Your assignment: Through the end of the data below, output every line exactly, beginning with the line that contains "any palm tree and respond with bounding boxes.".

Collected data
_ _ _ _ _

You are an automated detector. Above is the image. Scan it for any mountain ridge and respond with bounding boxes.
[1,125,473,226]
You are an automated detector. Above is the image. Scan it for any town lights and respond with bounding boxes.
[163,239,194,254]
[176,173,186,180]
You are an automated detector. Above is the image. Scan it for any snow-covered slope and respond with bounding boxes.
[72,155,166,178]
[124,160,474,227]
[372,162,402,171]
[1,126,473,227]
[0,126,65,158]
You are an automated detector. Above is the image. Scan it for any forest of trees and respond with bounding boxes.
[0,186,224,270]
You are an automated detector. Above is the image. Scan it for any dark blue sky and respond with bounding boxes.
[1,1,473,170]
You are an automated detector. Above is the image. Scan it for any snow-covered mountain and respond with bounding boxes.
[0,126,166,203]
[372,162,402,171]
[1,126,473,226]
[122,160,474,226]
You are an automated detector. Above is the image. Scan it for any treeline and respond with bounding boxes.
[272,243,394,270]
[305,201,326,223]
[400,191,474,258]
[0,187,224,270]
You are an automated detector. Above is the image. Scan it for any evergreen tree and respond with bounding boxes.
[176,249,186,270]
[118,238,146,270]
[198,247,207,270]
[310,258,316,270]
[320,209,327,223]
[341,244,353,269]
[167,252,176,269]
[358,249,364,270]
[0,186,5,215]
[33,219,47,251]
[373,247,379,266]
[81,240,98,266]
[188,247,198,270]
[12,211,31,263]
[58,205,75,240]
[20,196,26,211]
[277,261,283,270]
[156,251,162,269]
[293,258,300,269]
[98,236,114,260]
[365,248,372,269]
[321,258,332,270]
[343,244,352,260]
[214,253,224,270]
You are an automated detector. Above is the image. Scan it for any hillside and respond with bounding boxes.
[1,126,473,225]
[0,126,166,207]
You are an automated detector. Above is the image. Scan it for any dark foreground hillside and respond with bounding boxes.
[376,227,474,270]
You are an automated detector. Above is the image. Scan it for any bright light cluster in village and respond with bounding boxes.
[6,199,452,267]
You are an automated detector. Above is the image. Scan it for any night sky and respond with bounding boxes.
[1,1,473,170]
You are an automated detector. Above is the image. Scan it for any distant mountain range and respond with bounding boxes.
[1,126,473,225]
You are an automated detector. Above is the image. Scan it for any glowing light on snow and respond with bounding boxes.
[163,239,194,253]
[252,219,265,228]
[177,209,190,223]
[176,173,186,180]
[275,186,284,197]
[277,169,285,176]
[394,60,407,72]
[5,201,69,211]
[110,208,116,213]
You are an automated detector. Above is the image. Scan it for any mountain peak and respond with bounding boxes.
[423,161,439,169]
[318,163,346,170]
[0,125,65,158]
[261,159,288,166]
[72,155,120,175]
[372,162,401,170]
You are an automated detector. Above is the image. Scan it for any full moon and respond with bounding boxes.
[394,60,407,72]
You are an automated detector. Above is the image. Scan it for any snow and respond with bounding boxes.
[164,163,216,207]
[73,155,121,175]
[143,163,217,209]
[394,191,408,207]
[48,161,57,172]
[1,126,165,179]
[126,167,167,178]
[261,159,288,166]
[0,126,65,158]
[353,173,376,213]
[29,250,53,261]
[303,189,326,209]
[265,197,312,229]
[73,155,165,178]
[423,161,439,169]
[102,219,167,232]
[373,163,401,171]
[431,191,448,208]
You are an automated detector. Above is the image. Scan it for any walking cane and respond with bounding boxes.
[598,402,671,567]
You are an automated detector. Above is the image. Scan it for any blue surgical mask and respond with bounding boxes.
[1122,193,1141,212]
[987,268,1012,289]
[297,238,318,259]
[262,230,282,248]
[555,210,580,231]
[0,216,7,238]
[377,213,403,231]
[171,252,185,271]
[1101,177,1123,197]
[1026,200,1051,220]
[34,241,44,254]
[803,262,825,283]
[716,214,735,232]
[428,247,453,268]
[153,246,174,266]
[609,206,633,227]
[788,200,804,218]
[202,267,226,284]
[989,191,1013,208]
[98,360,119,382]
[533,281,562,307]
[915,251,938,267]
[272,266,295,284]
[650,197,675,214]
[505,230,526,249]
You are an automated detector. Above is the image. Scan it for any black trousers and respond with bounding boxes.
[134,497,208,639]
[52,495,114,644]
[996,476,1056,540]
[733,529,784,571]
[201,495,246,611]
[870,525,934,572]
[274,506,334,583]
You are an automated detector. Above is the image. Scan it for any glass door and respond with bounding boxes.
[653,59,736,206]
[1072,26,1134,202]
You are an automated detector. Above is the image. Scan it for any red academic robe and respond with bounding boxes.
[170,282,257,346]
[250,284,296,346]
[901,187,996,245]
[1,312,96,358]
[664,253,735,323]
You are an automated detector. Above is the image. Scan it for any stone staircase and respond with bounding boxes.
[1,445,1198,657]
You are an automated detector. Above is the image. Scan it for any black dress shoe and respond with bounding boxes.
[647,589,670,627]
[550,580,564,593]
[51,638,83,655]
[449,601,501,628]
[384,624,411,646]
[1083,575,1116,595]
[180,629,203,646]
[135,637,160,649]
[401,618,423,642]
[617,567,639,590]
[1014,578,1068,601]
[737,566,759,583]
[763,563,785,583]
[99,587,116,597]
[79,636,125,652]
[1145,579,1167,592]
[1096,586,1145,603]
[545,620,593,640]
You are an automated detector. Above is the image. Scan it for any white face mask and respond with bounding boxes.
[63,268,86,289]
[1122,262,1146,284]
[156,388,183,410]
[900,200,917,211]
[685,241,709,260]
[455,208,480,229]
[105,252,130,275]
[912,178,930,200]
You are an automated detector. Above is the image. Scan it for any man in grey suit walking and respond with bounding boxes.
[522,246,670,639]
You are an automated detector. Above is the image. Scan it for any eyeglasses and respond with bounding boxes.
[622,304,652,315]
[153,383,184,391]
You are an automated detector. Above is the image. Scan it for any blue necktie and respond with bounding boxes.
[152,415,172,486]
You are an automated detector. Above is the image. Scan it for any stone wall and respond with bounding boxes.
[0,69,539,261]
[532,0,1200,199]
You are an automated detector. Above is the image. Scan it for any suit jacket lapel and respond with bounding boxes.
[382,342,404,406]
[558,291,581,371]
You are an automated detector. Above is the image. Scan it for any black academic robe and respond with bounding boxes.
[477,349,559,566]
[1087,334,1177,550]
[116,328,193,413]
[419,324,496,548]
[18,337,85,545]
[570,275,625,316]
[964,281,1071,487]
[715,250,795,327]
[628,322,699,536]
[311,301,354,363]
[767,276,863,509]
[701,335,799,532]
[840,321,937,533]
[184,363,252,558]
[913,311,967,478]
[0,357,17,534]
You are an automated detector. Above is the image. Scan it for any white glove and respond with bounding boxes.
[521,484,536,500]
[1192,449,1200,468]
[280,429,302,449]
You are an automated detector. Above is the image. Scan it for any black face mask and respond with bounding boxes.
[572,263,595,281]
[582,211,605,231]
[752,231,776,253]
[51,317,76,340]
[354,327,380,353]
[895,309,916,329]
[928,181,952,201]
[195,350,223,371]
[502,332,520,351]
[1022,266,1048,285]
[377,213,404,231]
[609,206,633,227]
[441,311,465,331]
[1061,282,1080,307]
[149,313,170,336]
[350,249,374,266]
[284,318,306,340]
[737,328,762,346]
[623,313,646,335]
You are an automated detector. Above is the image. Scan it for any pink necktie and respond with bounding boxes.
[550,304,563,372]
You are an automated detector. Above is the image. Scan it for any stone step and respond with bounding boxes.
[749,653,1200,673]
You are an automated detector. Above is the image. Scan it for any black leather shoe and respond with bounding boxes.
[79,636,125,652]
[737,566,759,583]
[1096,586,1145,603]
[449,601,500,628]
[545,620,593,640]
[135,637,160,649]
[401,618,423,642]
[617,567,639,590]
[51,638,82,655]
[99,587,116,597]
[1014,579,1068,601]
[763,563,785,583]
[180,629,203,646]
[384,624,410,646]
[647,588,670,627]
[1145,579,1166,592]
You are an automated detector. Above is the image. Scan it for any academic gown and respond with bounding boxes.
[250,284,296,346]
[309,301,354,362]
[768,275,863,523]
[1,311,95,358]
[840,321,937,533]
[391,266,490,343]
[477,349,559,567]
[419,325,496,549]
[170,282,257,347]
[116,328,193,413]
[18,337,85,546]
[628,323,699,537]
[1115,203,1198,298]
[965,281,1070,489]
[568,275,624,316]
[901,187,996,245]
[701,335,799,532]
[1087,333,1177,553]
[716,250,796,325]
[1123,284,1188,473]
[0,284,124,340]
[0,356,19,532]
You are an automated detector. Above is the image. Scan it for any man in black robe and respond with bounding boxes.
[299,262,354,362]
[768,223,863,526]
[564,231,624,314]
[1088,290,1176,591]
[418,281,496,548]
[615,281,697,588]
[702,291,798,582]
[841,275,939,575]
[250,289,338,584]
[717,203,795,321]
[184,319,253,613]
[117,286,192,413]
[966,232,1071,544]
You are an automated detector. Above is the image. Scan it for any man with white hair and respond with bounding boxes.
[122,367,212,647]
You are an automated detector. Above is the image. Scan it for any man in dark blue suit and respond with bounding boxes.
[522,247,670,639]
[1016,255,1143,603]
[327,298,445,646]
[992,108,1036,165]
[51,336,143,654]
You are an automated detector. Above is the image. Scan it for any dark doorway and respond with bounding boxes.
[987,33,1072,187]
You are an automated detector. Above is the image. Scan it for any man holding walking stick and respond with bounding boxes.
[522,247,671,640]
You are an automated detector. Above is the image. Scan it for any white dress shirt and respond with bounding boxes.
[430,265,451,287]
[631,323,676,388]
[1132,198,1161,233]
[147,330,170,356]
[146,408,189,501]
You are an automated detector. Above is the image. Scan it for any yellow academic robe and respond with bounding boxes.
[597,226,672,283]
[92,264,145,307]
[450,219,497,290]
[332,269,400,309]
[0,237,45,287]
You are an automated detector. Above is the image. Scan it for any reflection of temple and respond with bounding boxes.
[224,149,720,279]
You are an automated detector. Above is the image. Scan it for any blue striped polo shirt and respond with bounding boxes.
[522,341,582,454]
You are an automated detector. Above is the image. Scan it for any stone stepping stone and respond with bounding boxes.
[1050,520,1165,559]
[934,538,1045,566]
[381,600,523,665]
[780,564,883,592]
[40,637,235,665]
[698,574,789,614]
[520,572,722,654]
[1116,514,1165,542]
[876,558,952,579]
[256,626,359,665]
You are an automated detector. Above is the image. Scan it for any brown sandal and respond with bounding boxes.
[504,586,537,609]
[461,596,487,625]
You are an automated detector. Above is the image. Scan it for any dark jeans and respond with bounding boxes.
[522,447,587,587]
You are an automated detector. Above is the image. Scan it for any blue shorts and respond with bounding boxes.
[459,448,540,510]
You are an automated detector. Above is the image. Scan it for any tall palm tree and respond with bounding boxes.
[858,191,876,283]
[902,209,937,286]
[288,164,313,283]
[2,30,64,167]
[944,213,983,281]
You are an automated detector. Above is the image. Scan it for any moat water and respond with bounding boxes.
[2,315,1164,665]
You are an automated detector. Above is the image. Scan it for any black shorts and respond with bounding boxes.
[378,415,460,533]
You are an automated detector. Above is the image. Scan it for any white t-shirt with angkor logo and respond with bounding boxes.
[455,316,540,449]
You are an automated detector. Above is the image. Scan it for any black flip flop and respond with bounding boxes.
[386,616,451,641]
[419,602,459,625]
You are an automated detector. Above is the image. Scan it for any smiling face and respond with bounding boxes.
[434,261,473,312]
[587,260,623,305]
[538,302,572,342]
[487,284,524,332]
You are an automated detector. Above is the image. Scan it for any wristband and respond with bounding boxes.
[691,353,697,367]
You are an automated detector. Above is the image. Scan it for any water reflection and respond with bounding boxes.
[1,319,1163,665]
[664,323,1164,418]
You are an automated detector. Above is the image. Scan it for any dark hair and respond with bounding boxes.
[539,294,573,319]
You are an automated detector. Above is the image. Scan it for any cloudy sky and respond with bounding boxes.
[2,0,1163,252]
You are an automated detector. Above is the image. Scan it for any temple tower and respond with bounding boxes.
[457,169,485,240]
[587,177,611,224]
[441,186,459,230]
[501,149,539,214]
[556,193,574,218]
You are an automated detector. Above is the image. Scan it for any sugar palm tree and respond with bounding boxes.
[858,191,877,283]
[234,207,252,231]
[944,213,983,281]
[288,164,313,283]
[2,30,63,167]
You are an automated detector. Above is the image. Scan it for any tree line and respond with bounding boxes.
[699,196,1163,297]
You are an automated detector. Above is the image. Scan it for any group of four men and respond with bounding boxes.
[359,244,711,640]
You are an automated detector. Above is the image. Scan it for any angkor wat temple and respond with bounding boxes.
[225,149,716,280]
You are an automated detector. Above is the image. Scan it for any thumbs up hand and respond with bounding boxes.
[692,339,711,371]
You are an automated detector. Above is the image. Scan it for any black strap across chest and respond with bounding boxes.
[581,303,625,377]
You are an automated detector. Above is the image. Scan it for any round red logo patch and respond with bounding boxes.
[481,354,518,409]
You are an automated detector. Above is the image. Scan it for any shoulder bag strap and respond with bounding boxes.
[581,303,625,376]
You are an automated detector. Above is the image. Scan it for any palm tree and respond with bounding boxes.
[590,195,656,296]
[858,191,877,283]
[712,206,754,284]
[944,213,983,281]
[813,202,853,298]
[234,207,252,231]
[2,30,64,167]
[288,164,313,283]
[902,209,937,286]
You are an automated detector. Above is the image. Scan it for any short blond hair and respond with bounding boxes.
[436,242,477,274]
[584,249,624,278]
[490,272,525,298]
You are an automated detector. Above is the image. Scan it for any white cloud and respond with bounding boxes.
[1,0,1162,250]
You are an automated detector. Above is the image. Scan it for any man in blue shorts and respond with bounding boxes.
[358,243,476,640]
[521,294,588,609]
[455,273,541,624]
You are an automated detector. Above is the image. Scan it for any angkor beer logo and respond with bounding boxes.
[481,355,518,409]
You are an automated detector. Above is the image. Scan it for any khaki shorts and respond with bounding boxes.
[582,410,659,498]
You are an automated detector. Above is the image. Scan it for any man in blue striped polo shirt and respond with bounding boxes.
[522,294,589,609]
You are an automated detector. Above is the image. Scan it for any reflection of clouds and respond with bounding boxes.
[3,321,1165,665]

_ _ _ _ _

Task solution:
You are an automated detector. Above is the image. Scan it for any palm tree and respond with bounding boxes.
[590,195,656,296]
[858,191,877,283]
[712,206,754,284]
[944,213,983,281]
[813,202,853,298]
[234,207,252,231]
[2,30,64,167]
[288,164,313,283]
[902,209,937,286]
You are an automated detector. Above is the image. Scan it for any short blond hair and respond with bounding boxes.
[436,242,477,274]
[584,249,624,278]
[490,272,525,298]
You are an automated detector. Above is the image. Scan it for any white cloud and respond with bounding boxes.
[1,0,1162,250]
You are an automated detector. Above is the image. Scan it for any man in blue shorts and respond with bounding boxes.
[358,243,476,640]
[521,294,588,609]
[455,273,541,624]
You are an automated detector. Above is the image. Scan it for any angkor beer logo and respond with bounding boxes.
[481,355,518,409]
You are an automated detector. Above is the image. Scan it for any khaki shorts and respond with bounding boxes.
[582,410,659,498]
You are an automated detector. Above is the image. Scan it for any man in blue striped polo shirt and respond with bounding boxes.
[522,294,589,609]
You are an automated detector. Above is the image. Scan it for any reflection of clouds and respond with bounding boxes.
[3,321,1165,665]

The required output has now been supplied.